**Page text:**
##############################

On 11/23/12 19:52, Derek (Tarsnap) wrote:
> On 11/23/2012 06:53 PM, Colin Percival wrote:
>>> Would there be any harm in using say, the first 8 bytes of the header HMAC, 
>>> or
>>> the last 8-bytes of the derived key, instead of a constant?
>>
>> Unnecessary complexity.  And if you really wanted a random nonce value, 
>> you'd be
>> better off taking it as additional output from the scrypt KDF.
>>
> 
> Perfect answer.
> 
> re: 'taking it as additional output', that's same as taking the the last 8 
> bytes
> of the dk like I mentioned, no?

Not exactly.  Modern KDFs, like PBKDF2 and scrypt, let you specify how many
bytes of output you want them to produce; in the encryption utility I take
64 bytes of output from scrypt and split it into a 256-bit encryption key and
a 256-bit HMAC key, but I could easily ask scrypt for 72 bytes instead.

> Your collisions can happen in two places, the input and the output of the KDF.
> 
> You marginally reduce the chance of a collision of the output of the KDF 
> (using
> 320-bits of it in the AES calculation instead of 256).

##############################

**What to work on:**
a. Please pull out, word for word, the stretch of the rows from their first line through the line containing "[[84, 86], [384, 89], [383, 15], [381, 1], [84, 0]]", with both of those lines included.
b. Extend the email thread on scrypt key derivation, starting after its last line.

**Records supplied:**
##############################

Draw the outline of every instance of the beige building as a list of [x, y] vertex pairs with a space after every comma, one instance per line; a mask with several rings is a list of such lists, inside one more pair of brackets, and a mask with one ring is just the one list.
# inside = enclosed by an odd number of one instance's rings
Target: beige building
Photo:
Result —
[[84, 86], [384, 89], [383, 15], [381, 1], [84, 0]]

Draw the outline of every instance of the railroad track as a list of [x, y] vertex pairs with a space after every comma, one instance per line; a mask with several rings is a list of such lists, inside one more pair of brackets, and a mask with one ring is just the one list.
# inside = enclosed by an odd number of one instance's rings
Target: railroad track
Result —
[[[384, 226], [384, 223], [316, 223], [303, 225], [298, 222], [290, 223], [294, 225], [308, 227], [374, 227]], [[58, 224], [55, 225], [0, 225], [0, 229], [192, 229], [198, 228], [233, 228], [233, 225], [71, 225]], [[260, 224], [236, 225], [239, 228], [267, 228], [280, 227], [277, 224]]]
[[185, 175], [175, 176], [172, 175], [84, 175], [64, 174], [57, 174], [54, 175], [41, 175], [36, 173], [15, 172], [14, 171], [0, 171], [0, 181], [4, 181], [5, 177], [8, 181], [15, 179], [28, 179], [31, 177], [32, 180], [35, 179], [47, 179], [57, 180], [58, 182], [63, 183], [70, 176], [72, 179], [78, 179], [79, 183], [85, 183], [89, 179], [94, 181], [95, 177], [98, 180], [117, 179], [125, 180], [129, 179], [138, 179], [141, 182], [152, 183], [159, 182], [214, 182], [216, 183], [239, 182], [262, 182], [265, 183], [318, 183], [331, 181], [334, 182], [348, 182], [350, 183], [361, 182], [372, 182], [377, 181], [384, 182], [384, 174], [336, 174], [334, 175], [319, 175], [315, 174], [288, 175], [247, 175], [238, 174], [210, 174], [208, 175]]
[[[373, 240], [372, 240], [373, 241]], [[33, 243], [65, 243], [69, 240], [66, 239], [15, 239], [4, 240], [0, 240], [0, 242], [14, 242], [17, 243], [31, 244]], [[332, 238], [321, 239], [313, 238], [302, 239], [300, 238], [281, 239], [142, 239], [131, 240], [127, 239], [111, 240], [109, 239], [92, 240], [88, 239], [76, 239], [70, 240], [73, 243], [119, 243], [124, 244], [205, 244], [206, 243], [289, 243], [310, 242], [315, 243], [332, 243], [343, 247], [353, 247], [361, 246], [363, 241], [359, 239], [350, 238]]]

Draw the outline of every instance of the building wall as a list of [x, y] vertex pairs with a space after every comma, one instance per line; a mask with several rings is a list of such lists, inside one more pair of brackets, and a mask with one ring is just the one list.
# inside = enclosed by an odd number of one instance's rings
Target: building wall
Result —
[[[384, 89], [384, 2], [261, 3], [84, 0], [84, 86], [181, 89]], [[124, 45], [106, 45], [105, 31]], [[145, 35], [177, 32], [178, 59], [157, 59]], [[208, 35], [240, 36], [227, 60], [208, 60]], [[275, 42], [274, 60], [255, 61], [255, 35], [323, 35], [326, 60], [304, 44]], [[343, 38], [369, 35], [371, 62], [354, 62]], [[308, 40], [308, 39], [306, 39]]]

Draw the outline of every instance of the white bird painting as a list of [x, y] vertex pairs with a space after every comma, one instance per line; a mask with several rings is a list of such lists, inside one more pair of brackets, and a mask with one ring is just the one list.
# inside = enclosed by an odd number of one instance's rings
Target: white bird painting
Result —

##############################

**Final answers:**
a.
Draw the outline of every instance of the beige building as a list of [x, y] vertex pairs with a space after every comma, one instance per line; a mask with several rings is a list of such lists, inside one more pair of brackets, and a mask with one ring is just the one list.
# inside = enclosed by an odd number of one instance's rings
Target: beige building
Photo:
Result —
[[84, 86], [384, 89], [383, 15], [381, 1], [84, 0]]

b.
> 
> You are now more likely to experience a collision on the input, instead of 
> them
> being approximately equal (assuming perfect distribution of the input salt, 
> and
> the truncated KDF output).
> 
> You also make it more expensive to brute force the AES key + IV (Although we 
> can
> talk about the heat death of the universe and all that, trying to brute force
> 256-bit encryption.  I'd take 320-bit equivalent if it's free).

I see what you're getting at; but nobody is ever going to brute force search a
256-bit keyspace, so any attack would come in other ways -- attacking the
passphrase, side channel information leaks, attacking the humans, etc.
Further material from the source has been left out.